Mr Goodwill: I suspect I would have to reflect a long time before I wrote off the rights of 1.2 million British people living elsewhere in Europe, who I believe would need those similar assurances—for example, if they wished to take out a mortgage or to move into different employment.  It is not unreasonable to ask for a similar assurance to be given by the European Union about the rights of over 1.2 million people living elsewhere.  I am sure, as Mr Jones has said, that is low-hanging fruit that we should agree.  I hope we can agree fairly early in the process, but it is a shame that the offer made ahead of the triggering of Article 50 was not taken up.

Q68            Lord Cormack: I still think it could be done.  Could I ask one brief question?  You referred, yourself, to the Bulgarian and Romanian position, and I think those agreements did have some effect in stemming the immigration from those countries.  Clearly, that is over now, because one of you referred to Romania being a prime source of immigrants at the moment.  What damage is it doing?

Mr Goodwill: I am trying to understand the question, my Lord.  What damage is what doing—the end of the transitional arrangements?

Lord Cormack: Yes.

Mr Goodwill: The end of the transitional arrangements was very positive in terms of Bulgarians and Romanians, because they could come here to work without having to participate in one of the schemes such as the seasonal agriculture workers scheme.  The transitional arrangement did not apply to people coming here to be self-employed.  A number of people did come to set up small businesses here.

Transitional controls did play an important point in regulating the number of Bulgarians and Romanians that came to the UK.  There were no limitations as to their extent, and in particular they did not extend to those self-employed.  The Government are considering the full range of options for future immigration arrangements for EU citizens, and the Prime Minister has been clear that we are not leaving the EU to give up control of immigration.

The Chairman:  The transitional controls set did have the effect of stemming the immigrant flow.  We are really trying to probe whether this is being considered for the future.  Are you going to apply similar transitional controls to the labour market restrictions in the future?  Is this one of the things you are considering as a modification to freedom of movement? 

Mr Goodwill: A number of measures will be considered and could be part of the negotiations, but a one-size-fits-all would not be appropriate.  For example, we have on the one hand the seasonal agricultural workers we talked about.  On the other hand, we have the students.  We have people who may want to retire here, despite our climate.  We have people who want to study.  It is not going to be a straightforward situation.

Fundamentally, the referendum result gave us the opportunity to control the numbers that come here.  Those negotiations will be aimed at achieving that objective to deliver what the majority of people in this country understand as to the instruction, or the advice, the British people gave to the Government in terms of the referendum result.

Q69            Baroness Massey of Darwen: During our inquiry we have been looking at the emergency brake model, such as that recommended by the IPPR.  Is there any work under way within Government to establish whether such a brake could deliver the level of control over numbers and characteristics of EU migrants that you are looking for?  What evidence could you point to in order to establish that the UK is facing exceptional migratory pressure compared with other EU/EEA countries?

Mr Goodwill: We certainly listened with interest to the proposals of the IPPR, and indeed many other groups have put forward a number of proposals, including an emergency brake.  A variety of options are being considered.  We are working through the details of each potential model to consider which best meets our objective to deliver a fair, controlled system of immigration.  Net migration to the UK for EU citizens was estimated at 189,000 in the year ending June 2016, the most recent figures, with this being the highest on record.

◆ Record set
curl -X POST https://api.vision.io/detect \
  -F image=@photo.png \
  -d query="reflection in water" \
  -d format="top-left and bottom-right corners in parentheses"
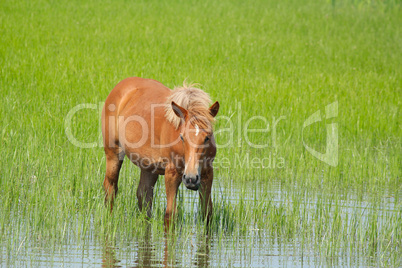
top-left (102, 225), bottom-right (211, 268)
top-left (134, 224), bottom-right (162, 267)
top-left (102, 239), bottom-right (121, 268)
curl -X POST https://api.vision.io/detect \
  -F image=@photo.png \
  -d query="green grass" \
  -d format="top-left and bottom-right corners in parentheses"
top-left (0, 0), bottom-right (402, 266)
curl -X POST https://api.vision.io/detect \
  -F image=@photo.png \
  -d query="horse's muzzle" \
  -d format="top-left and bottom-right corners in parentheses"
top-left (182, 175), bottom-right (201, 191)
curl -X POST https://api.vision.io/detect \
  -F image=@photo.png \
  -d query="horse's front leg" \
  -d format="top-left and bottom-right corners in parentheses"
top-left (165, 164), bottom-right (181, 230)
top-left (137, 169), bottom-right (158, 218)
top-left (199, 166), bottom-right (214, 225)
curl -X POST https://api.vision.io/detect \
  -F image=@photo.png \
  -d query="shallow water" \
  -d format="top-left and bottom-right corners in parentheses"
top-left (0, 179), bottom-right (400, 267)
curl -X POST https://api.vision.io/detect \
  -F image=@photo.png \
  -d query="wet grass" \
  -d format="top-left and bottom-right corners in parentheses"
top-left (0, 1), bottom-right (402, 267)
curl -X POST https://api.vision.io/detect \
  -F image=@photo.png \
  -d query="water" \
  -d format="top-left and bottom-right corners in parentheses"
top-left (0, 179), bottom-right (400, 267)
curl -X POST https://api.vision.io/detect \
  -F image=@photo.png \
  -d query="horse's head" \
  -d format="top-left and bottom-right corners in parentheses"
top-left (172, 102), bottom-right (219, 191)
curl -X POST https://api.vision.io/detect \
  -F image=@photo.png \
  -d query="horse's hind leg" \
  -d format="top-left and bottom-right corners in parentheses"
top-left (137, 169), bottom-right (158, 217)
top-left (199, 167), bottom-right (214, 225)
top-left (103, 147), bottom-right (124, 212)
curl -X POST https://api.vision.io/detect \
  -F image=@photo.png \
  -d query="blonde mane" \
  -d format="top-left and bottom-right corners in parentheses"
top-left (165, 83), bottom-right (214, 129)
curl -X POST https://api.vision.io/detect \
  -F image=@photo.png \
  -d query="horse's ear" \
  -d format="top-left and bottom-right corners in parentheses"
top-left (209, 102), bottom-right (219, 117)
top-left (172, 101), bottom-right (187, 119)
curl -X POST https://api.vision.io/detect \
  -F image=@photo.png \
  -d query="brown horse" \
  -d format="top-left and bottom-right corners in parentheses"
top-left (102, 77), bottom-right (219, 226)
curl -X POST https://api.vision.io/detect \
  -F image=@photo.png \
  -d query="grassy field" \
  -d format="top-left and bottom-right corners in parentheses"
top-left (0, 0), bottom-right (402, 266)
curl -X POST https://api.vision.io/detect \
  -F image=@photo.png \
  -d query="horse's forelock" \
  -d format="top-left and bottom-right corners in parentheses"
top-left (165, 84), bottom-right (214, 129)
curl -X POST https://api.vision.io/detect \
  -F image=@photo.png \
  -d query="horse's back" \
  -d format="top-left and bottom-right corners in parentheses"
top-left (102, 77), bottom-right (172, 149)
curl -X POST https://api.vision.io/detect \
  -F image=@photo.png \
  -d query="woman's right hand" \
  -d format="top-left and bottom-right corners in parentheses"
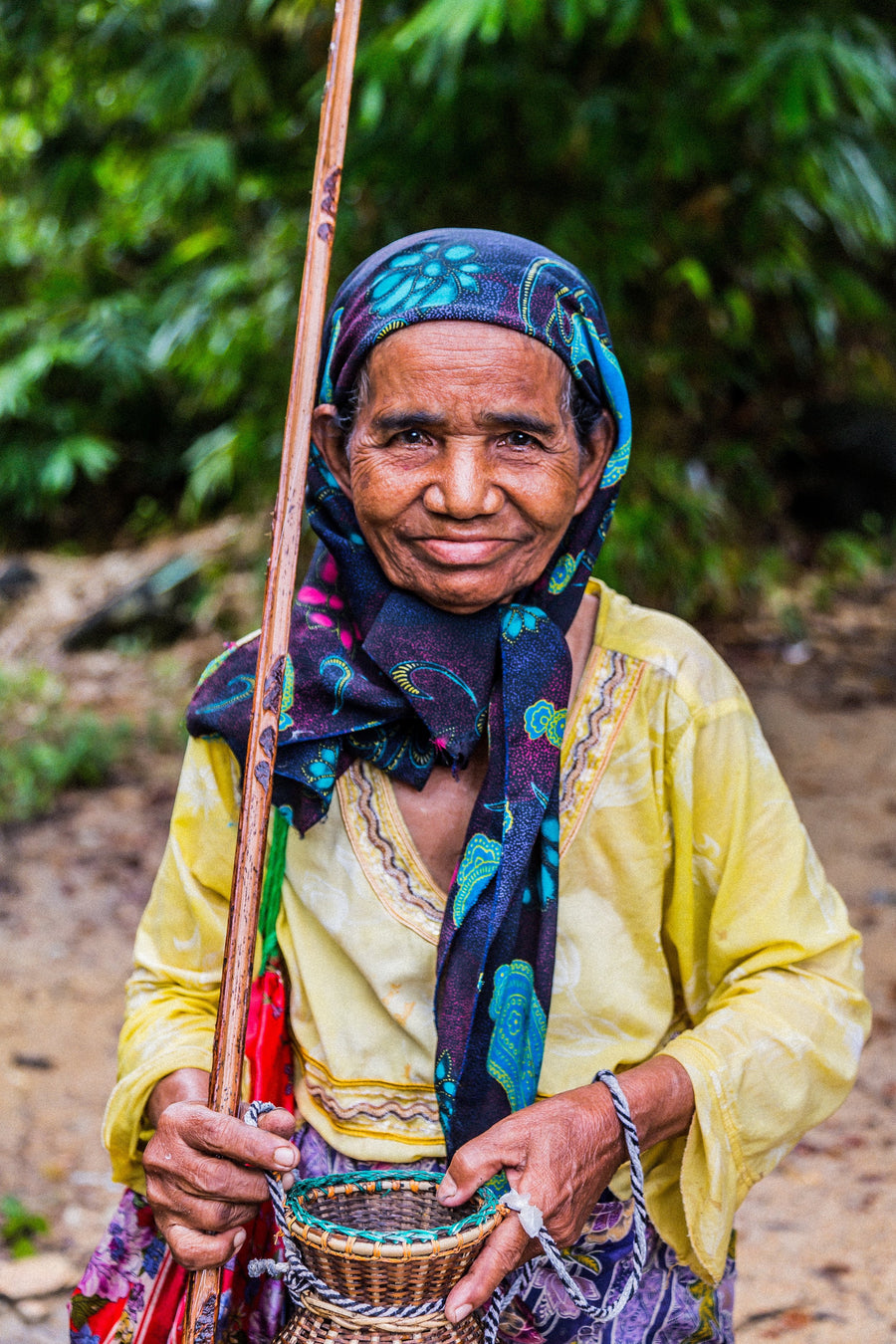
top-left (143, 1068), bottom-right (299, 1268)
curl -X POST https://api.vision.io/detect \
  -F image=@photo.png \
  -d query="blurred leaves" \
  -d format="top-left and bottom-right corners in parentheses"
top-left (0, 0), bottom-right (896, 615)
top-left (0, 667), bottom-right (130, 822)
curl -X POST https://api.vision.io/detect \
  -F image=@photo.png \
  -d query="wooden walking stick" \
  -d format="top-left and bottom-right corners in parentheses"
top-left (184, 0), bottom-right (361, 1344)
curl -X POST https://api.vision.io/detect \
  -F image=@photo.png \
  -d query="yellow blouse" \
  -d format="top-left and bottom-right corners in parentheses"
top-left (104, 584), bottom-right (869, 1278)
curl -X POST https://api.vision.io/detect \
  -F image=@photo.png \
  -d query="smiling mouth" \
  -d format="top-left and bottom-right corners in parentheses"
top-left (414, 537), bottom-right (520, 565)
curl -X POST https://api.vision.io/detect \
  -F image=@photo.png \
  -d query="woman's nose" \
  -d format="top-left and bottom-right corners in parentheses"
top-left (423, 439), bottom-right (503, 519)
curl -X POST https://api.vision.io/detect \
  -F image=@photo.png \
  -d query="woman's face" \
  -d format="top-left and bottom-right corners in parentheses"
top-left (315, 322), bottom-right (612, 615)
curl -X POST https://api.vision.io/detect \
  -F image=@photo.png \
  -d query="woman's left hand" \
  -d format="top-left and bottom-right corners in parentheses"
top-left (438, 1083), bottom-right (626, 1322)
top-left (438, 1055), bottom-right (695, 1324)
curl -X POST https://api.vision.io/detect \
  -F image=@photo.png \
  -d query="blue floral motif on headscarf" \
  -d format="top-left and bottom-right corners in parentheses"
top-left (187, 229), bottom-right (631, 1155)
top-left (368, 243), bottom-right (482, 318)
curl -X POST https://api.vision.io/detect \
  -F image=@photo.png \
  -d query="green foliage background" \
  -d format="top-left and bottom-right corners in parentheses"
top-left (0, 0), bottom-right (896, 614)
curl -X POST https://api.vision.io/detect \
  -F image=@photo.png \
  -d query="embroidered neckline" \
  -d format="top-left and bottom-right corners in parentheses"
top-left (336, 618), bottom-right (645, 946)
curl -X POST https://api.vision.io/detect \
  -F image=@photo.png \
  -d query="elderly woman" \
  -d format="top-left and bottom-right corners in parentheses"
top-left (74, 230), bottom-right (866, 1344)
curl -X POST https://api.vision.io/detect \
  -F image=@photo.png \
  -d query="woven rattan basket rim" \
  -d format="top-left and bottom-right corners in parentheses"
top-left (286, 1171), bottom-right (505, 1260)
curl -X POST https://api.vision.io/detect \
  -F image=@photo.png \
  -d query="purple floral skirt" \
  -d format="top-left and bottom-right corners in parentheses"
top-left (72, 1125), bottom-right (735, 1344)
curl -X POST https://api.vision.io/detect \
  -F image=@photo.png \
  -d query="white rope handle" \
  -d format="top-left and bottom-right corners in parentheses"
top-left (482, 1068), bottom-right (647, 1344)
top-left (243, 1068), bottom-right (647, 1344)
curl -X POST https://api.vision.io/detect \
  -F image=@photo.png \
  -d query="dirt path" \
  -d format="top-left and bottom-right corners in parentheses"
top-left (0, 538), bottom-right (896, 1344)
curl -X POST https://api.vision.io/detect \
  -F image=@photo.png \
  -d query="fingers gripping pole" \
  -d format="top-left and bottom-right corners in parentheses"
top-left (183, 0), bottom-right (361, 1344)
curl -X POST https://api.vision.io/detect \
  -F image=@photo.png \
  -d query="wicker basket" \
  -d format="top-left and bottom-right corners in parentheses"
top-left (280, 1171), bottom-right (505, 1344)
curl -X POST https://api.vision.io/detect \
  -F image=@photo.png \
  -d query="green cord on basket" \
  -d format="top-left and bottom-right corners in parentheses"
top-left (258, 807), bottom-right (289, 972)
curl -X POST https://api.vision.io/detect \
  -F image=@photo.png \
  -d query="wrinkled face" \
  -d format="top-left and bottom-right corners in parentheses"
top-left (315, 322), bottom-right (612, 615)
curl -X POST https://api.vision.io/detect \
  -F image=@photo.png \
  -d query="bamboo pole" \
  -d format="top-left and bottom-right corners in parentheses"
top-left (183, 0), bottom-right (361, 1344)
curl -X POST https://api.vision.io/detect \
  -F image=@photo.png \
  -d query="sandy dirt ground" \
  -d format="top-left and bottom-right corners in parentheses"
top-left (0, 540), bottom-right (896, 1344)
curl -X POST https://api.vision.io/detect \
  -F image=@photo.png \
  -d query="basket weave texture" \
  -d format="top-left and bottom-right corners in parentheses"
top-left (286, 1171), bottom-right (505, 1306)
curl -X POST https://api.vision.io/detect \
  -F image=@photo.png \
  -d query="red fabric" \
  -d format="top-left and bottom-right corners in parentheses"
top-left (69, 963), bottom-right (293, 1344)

◆ Problem to solve
Repeat the passage of the hearing transcript between "Mr Goodwill: A" and "a straightforward situation.", inclusive. Rely solely on the hearing transcript when working with this data.

◆ Response to the task
Mr Goodwill: A number of measures will be considered and could be part of the negotiations, but a one-size-fits-all would not be appropriate.  For example, we have on the one hand the seasonal agricultural workers we talked about.  On the other hand, we have the students.  We have people who may want to retire here, despite our climate.  We have people who want to study.  It is not going to be a straightforward situation.